PROBLEM DESCRIPTION:
Only the pictures are to be dropped, and the rest of the data should be copied exactly.

EXERCISE MATERIAL:
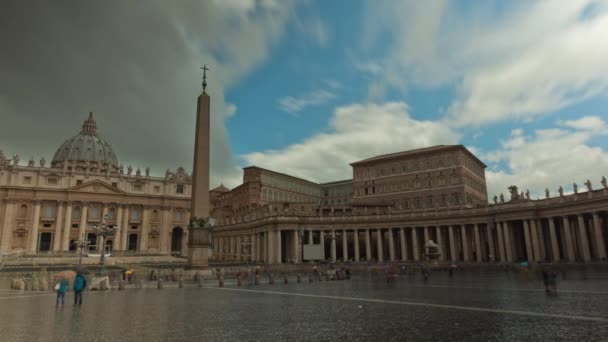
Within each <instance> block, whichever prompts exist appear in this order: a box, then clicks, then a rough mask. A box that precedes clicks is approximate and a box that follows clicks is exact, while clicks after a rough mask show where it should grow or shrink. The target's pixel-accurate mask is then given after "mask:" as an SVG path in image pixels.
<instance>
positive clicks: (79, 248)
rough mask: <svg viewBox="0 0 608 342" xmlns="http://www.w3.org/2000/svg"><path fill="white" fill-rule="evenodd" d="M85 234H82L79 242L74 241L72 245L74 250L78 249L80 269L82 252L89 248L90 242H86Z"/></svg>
mask: <svg viewBox="0 0 608 342" xmlns="http://www.w3.org/2000/svg"><path fill="white" fill-rule="evenodd" d="M85 237H86V235H85V234H82V236H81V237H80V240H78V241H74V242H73V244H74V246H76V248H79V249H80V254H79V256H78V267H79V268H80V266H82V250H83V249H85V248H88V247H89V244H90V243H91V241H89V240H87V239H86V238H85Z"/></svg>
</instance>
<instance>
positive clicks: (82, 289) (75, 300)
mask: <svg viewBox="0 0 608 342" xmlns="http://www.w3.org/2000/svg"><path fill="white" fill-rule="evenodd" d="M86 287H87V280H86V279H85V277H84V275H82V273H81V272H80V271H78V273H77V274H76V278H75V279H74V305H82V291H84V289H85V288H86Z"/></svg>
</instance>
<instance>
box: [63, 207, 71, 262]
mask: <svg viewBox="0 0 608 342" xmlns="http://www.w3.org/2000/svg"><path fill="white" fill-rule="evenodd" d="M71 228H72V202H68V203H67V207H66V209H65V222H63V236H62V237H61V238H62V239H61V240H62V241H61V250H62V251H69V250H70V229H71Z"/></svg>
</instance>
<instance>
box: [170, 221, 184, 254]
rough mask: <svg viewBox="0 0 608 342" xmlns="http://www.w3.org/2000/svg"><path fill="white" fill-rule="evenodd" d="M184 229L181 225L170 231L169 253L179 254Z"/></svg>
mask: <svg viewBox="0 0 608 342" xmlns="http://www.w3.org/2000/svg"><path fill="white" fill-rule="evenodd" d="M183 237H184V230H183V229H182V228H181V227H175V228H173V230H172V231H171V254H179V253H181V252H182V238H183Z"/></svg>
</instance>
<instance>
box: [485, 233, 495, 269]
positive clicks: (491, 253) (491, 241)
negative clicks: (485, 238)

SOLUTION BELOW:
Within each <instance> block, whichever prompts exist appear in this order: a box, then clicks, then a rough mask. A box that precedes clicks is approximate and a box that follows clicks is exact, while clicks after a rough mask show where it should grow or shrink. The target's pixel-accurate mask is then given after "mask:" as an SVG path in image pixels.
<instance>
positive clicks: (79, 248)
rough mask: <svg viewBox="0 0 608 342" xmlns="http://www.w3.org/2000/svg"><path fill="white" fill-rule="evenodd" d="M85 234H82L79 242L74 241L72 245L74 250L78 249L80 269L82 252L89 248L90 242H86Z"/></svg>
mask: <svg viewBox="0 0 608 342" xmlns="http://www.w3.org/2000/svg"><path fill="white" fill-rule="evenodd" d="M85 237H86V235H85V234H82V236H81V237H80V240H78V241H74V242H73V244H74V246H76V248H79V249H80V254H79V256H78V267H79V268H80V266H82V250H83V249H85V248H88V247H89V244H90V243H91V241H89V240H87V239H86V238H85Z"/></svg>
</instance>
<instance>
positive clicks: (82, 289) (75, 300)
mask: <svg viewBox="0 0 608 342" xmlns="http://www.w3.org/2000/svg"><path fill="white" fill-rule="evenodd" d="M86 287H87V280H86V279H85V277H84V275H82V273H81V272H80V271H78V273H77V274H76V278H75V279H74V305H82V291H84V289H85V288H86Z"/></svg>
</instance>
<instance>
box: [63, 207, 71, 262]
mask: <svg viewBox="0 0 608 342" xmlns="http://www.w3.org/2000/svg"><path fill="white" fill-rule="evenodd" d="M71 228H72V202H68V203H67V207H66V209H65V222H63V236H62V237H61V238H62V239H61V240H62V241H61V250H62V251H69V250H70V229H71Z"/></svg>
</instance>
<instance>
box: [170, 221, 184, 254]
rough mask: <svg viewBox="0 0 608 342" xmlns="http://www.w3.org/2000/svg"><path fill="white" fill-rule="evenodd" d="M184 229L181 225L170 231L169 253L179 254Z"/></svg>
mask: <svg viewBox="0 0 608 342" xmlns="http://www.w3.org/2000/svg"><path fill="white" fill-rule="evenodd" d="M183 237H184V230H183V229H182V228H181V227H175V228H173V230H172V231H171V254H179V253H181V252H182V238H183Z"/></svg>
</instance>
<instance>
box: [485, 233, 495, 269]
positive clicks: (491, 253) (491, 241)
negative clicks: (485, 238)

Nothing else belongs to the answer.